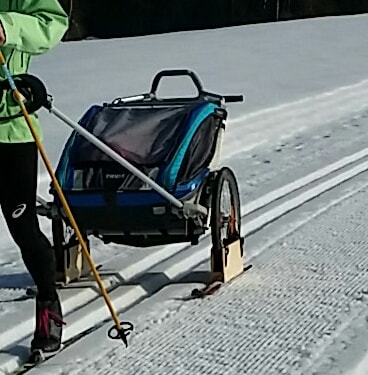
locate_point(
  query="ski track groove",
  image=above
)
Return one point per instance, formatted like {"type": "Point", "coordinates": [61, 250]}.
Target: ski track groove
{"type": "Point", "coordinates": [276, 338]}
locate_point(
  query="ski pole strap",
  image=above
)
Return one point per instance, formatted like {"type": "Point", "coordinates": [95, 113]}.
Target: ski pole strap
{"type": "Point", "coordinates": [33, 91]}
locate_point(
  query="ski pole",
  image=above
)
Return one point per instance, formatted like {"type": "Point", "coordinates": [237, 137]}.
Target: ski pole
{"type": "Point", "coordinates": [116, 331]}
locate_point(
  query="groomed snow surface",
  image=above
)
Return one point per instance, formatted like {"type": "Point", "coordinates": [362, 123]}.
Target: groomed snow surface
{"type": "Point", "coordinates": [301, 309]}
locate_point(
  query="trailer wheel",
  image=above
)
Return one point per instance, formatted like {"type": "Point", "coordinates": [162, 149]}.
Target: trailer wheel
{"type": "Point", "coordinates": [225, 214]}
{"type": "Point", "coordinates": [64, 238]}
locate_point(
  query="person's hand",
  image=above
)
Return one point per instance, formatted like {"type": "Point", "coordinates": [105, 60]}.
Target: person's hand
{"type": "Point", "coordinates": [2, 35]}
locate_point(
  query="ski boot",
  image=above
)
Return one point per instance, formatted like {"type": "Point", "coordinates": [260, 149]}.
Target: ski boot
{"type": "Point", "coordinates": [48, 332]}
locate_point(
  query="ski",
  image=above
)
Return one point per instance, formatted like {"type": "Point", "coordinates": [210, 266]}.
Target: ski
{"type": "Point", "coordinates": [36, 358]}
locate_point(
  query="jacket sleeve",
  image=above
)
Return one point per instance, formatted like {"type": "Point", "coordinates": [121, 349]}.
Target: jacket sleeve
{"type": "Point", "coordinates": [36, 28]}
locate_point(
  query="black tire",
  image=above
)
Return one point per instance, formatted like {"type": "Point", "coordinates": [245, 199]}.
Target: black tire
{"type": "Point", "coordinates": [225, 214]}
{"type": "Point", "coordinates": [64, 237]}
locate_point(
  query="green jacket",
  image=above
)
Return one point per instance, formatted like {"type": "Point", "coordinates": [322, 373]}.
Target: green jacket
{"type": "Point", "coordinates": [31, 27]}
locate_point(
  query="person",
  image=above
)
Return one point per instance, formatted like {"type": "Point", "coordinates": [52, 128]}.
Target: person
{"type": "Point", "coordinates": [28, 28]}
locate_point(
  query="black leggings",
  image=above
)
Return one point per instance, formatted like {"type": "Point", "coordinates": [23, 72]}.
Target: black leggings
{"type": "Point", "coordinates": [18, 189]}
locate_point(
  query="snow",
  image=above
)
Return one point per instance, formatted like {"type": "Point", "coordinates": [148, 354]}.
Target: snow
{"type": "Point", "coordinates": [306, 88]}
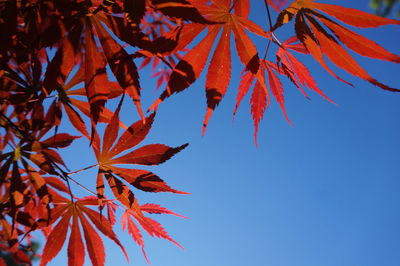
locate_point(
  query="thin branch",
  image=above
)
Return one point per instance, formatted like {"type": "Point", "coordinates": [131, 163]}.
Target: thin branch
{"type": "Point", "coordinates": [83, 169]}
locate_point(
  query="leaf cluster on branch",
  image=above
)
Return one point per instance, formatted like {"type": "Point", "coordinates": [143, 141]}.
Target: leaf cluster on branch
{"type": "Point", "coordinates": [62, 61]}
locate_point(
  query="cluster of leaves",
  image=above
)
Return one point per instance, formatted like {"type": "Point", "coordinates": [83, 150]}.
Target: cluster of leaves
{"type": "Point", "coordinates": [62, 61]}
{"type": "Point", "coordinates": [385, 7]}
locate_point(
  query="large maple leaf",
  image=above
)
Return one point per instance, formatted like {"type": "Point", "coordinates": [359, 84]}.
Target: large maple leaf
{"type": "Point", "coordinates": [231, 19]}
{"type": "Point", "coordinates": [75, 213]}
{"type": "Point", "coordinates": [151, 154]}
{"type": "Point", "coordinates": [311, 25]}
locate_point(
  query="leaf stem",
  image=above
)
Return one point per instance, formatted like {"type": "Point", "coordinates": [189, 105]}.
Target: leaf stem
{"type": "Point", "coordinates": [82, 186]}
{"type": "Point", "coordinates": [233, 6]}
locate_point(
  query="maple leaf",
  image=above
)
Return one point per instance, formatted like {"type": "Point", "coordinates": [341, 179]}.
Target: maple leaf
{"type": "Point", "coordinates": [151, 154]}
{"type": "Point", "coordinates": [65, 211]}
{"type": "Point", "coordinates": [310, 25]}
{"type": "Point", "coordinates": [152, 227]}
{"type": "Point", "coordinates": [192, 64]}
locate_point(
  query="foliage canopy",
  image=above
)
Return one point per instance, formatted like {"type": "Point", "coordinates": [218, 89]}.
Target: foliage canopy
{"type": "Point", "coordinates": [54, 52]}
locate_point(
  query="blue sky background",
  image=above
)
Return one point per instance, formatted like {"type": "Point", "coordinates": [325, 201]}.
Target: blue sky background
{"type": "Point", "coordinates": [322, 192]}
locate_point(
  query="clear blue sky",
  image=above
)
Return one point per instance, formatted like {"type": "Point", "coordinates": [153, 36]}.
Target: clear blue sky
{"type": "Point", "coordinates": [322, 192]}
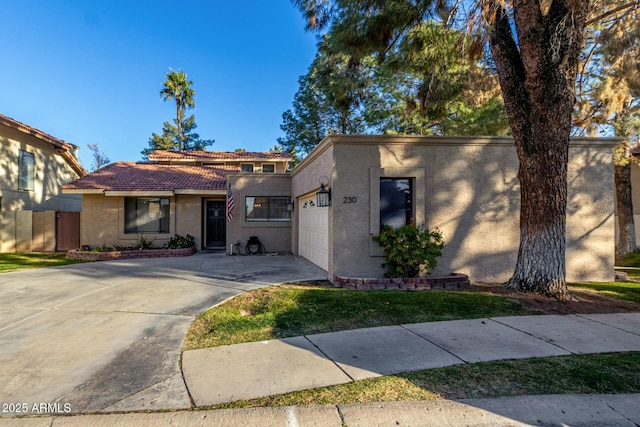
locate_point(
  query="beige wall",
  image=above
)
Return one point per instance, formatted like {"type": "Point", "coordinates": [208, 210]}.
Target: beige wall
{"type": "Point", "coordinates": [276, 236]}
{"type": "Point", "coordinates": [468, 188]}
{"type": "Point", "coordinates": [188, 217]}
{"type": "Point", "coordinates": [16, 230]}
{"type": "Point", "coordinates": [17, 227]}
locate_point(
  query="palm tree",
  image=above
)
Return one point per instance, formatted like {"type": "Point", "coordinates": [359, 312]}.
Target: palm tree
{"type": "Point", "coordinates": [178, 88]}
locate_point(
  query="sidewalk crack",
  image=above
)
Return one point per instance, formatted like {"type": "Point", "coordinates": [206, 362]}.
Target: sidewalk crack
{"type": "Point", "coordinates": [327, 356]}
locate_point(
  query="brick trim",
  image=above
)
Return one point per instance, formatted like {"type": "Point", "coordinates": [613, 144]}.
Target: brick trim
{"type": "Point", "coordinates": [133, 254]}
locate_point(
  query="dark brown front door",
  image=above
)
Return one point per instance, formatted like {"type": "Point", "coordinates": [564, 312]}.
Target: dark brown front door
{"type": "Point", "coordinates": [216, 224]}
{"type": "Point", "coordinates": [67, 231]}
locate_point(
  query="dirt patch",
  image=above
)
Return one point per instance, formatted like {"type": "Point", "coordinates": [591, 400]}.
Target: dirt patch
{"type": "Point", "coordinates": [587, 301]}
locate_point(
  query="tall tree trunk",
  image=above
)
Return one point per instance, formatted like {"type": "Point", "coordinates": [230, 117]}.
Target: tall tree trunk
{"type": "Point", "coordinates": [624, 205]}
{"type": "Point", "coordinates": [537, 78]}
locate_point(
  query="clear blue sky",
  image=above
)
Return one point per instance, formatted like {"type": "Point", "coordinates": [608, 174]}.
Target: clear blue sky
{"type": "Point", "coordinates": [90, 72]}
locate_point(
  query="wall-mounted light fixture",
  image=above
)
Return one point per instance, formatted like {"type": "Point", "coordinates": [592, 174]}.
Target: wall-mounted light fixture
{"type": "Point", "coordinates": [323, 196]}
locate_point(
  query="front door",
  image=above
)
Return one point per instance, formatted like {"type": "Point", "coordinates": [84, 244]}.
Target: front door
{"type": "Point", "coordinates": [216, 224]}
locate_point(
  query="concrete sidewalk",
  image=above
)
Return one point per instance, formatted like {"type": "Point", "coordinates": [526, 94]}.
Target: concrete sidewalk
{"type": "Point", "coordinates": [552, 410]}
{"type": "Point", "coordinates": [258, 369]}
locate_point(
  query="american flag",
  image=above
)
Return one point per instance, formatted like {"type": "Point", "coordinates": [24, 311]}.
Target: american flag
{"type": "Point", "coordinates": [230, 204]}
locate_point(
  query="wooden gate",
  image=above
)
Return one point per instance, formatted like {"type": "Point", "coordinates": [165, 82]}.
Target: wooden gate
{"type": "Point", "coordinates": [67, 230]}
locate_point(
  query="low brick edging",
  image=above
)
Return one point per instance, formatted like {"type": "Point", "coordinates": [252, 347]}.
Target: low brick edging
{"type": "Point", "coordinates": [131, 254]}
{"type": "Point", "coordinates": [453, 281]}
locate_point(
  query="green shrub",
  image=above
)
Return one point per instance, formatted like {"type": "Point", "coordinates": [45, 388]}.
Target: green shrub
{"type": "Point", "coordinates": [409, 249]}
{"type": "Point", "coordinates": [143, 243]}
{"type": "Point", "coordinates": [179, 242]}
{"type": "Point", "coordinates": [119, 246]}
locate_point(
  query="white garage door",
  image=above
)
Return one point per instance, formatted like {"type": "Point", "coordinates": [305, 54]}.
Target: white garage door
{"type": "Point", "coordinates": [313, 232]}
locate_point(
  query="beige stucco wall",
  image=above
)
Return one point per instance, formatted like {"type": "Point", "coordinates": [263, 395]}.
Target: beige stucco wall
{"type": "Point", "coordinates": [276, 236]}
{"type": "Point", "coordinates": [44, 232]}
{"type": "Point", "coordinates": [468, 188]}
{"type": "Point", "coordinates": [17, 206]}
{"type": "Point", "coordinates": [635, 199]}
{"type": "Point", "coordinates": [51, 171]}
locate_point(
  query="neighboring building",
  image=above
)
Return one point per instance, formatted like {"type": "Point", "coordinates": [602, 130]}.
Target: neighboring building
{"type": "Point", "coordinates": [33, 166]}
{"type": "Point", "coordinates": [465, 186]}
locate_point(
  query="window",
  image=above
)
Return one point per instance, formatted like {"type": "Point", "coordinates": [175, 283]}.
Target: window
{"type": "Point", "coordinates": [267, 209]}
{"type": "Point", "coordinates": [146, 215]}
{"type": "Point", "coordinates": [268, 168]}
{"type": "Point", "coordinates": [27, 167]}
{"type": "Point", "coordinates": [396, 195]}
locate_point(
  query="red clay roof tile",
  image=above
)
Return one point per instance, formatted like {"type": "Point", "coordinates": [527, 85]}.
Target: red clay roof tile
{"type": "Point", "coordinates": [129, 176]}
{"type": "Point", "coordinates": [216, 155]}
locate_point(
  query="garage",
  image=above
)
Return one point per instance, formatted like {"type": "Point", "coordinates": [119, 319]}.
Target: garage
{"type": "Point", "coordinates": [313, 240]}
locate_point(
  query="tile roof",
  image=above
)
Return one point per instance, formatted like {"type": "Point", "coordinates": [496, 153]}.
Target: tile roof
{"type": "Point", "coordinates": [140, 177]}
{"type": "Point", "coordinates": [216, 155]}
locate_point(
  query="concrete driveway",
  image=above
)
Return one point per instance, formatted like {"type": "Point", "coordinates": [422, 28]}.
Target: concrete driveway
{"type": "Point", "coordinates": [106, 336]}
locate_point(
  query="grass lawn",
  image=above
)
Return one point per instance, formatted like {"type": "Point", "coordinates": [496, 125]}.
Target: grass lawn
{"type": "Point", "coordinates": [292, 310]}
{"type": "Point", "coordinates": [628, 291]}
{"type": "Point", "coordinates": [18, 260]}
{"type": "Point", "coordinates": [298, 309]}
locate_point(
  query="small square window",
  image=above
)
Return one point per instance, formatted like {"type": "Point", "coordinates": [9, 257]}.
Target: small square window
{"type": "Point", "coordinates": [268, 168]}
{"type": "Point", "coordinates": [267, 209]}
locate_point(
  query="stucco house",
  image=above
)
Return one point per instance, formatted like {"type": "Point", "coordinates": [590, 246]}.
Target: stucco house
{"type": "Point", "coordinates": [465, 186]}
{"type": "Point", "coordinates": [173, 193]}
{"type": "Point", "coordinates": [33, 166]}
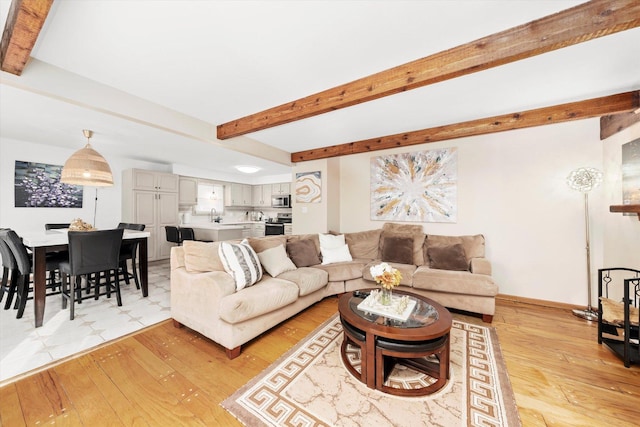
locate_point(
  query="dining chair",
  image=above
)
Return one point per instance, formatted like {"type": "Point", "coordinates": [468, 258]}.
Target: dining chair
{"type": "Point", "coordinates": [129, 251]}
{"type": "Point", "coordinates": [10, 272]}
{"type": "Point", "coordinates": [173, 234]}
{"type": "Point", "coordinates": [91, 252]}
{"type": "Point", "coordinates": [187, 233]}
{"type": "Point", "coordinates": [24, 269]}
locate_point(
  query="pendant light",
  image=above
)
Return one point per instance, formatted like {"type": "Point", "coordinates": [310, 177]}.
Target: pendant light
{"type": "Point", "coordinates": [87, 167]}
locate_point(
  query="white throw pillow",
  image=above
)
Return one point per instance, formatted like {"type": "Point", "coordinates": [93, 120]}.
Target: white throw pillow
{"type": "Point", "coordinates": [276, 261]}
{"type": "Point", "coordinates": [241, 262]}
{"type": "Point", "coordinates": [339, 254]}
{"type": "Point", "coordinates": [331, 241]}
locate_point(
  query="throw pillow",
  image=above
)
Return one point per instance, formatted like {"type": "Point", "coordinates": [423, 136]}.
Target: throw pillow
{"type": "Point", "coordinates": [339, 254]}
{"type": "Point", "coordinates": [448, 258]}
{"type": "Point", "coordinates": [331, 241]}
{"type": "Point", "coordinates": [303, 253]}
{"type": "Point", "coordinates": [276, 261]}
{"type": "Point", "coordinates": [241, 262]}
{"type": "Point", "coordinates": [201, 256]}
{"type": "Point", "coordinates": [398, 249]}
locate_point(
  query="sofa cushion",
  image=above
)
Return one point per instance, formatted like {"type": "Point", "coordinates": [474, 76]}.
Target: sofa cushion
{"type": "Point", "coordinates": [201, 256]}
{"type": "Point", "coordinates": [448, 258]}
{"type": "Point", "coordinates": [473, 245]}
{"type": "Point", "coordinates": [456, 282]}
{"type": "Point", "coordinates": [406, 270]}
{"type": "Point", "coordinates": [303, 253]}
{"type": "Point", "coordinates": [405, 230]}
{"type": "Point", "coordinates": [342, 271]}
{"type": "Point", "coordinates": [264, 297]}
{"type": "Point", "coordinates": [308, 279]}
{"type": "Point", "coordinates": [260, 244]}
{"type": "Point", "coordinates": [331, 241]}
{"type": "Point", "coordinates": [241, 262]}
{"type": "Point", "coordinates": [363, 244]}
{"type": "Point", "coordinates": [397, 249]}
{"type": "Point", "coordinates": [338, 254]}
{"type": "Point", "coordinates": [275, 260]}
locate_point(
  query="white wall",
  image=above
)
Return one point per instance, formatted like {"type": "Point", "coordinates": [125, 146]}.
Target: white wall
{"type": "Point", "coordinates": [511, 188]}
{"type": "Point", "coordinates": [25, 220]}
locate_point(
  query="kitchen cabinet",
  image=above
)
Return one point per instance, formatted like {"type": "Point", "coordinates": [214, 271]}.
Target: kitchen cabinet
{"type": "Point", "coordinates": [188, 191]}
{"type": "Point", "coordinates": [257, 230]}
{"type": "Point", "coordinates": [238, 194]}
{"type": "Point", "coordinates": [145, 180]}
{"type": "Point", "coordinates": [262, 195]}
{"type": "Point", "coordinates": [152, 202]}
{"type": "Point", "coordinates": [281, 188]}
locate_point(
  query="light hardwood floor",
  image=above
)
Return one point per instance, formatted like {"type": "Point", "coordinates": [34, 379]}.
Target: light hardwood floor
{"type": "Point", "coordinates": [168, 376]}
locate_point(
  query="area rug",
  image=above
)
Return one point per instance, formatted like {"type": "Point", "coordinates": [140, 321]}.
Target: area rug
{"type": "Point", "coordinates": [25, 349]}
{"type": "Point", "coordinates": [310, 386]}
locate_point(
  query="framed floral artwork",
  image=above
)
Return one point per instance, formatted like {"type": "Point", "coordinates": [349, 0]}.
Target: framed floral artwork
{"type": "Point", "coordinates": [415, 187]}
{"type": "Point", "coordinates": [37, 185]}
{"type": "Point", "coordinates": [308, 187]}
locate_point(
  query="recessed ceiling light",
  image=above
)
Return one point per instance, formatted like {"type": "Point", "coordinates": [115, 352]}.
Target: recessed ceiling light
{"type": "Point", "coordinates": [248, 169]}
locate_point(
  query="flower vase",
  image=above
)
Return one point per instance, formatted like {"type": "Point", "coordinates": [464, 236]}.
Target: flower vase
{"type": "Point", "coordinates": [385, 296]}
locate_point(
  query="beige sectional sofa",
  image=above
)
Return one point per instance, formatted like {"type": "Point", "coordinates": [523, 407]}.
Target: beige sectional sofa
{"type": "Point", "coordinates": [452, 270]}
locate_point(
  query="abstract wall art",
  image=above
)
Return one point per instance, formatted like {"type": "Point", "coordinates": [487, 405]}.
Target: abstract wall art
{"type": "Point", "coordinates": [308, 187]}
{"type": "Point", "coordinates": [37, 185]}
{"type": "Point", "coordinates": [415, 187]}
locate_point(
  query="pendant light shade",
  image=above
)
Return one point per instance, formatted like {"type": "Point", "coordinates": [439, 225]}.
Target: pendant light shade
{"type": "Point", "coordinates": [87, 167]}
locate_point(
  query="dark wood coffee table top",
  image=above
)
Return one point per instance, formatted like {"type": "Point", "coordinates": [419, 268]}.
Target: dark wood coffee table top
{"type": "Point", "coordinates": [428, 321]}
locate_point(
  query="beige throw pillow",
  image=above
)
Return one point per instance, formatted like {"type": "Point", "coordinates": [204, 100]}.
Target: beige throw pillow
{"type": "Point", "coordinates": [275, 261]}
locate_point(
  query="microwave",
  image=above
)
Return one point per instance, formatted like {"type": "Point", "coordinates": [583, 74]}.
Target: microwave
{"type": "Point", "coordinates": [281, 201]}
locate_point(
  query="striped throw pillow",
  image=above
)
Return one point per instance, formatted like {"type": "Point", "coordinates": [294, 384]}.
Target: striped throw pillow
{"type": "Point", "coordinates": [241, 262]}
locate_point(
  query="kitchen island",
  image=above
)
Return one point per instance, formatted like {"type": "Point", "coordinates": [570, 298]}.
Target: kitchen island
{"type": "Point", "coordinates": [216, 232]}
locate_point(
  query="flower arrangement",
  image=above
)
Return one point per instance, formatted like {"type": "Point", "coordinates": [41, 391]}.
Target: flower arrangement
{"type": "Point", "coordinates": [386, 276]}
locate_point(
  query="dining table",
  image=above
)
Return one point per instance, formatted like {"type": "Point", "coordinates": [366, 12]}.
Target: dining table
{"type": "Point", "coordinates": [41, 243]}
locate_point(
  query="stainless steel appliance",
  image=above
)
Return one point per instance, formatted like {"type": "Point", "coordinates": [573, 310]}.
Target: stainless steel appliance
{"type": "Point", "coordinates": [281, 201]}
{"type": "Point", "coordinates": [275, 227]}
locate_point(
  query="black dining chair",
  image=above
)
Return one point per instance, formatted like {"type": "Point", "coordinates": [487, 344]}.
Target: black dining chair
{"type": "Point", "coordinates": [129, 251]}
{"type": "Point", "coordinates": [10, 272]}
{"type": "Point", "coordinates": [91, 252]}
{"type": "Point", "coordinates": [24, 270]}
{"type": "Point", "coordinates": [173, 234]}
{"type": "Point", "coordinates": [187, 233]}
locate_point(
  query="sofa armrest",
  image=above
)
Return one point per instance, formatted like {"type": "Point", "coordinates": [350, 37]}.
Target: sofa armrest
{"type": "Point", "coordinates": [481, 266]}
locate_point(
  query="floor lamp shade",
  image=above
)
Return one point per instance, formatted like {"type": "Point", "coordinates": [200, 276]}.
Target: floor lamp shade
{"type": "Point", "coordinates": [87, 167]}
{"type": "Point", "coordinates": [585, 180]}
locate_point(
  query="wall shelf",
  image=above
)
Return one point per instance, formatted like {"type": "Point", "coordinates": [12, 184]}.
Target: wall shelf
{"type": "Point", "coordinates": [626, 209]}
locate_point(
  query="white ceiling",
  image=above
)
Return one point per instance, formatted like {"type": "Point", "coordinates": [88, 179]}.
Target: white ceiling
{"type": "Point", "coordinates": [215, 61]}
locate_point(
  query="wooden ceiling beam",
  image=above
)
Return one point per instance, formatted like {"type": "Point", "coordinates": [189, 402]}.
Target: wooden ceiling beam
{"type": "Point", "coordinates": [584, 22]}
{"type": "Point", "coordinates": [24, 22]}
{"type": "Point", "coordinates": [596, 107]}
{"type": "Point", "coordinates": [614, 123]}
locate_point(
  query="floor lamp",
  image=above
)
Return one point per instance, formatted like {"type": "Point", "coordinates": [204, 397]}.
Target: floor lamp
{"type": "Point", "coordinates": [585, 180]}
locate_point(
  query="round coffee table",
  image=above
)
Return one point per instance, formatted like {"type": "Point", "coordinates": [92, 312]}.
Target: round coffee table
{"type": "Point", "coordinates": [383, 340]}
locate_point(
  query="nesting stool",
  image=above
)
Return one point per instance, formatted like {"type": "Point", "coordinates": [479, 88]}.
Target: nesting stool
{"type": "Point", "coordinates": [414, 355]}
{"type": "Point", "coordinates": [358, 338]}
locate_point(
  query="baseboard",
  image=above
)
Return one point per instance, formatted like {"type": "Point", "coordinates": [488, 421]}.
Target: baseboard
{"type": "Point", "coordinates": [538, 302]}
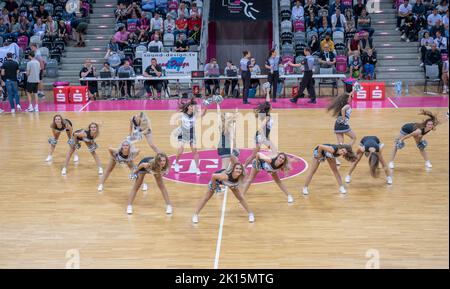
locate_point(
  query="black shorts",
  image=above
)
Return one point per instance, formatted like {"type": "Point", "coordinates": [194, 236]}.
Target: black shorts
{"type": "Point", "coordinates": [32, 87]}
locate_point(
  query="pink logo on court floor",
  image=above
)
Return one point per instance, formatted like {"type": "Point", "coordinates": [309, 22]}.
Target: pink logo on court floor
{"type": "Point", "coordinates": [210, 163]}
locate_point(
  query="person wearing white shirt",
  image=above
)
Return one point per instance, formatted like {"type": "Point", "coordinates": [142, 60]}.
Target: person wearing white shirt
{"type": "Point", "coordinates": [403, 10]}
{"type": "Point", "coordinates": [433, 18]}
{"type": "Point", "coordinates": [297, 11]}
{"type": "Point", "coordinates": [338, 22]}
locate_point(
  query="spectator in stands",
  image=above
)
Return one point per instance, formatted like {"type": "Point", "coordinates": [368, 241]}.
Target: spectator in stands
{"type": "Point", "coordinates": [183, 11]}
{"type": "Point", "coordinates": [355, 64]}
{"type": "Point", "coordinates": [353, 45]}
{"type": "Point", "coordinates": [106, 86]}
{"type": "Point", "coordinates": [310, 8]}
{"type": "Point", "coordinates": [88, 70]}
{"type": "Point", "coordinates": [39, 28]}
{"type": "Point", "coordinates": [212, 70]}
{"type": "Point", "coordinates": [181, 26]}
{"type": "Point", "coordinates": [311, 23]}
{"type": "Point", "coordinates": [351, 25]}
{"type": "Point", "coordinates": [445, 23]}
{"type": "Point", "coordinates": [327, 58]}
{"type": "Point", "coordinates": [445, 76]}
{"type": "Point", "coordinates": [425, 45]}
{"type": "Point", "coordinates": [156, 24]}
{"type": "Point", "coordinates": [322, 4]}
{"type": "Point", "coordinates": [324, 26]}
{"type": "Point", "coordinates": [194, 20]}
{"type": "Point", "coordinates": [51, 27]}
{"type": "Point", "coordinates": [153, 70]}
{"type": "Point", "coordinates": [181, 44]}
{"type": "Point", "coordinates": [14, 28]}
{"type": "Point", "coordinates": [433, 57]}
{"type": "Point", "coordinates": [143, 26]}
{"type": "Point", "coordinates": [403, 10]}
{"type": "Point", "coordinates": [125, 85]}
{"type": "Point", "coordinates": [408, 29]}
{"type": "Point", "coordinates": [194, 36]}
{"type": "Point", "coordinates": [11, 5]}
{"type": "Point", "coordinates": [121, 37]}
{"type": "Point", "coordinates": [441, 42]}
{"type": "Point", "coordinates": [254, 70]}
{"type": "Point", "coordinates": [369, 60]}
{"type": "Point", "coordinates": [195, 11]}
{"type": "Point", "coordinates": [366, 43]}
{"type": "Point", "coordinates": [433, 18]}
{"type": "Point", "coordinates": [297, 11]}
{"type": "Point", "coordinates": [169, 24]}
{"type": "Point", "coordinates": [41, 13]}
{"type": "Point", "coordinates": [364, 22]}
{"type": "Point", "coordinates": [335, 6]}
== == ==
Required work:
Tally the lines of the material above that contain the string "leaf", treating uppercase and lowercase as different, and give only the number.

Exercise answer:
8